* [Problem statement] Every line of the material has to be retyped exactly.

* [The data]
##########

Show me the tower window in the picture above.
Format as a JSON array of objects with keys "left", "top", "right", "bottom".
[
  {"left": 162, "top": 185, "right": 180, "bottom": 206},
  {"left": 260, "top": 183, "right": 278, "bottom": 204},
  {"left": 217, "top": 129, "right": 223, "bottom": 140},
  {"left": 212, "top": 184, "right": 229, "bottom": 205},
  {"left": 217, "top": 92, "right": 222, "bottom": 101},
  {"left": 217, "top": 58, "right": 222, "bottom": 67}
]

##########

* [Solution for this problem]
Show me the tower window in the picture above.
Format as a JSON array of objects with keys "left", "top", "right", "bottom".
[
  {"left": 162, "top": 185, "right": 180, "bottom": 206},
  {"left": 260, "top": 183, "right": 278, "bottom": 204},
  {"left": 217, "top": 129, "right": 223, "bottom": 140},
  {"left": 212, "top": 184, "right": 229, "bottom": 205},
  {"left": 217, "top": 92, "right": 222, "bottom": 101},
  {"left": 217, "top": 58, "right": 222, "bottom": 67}
]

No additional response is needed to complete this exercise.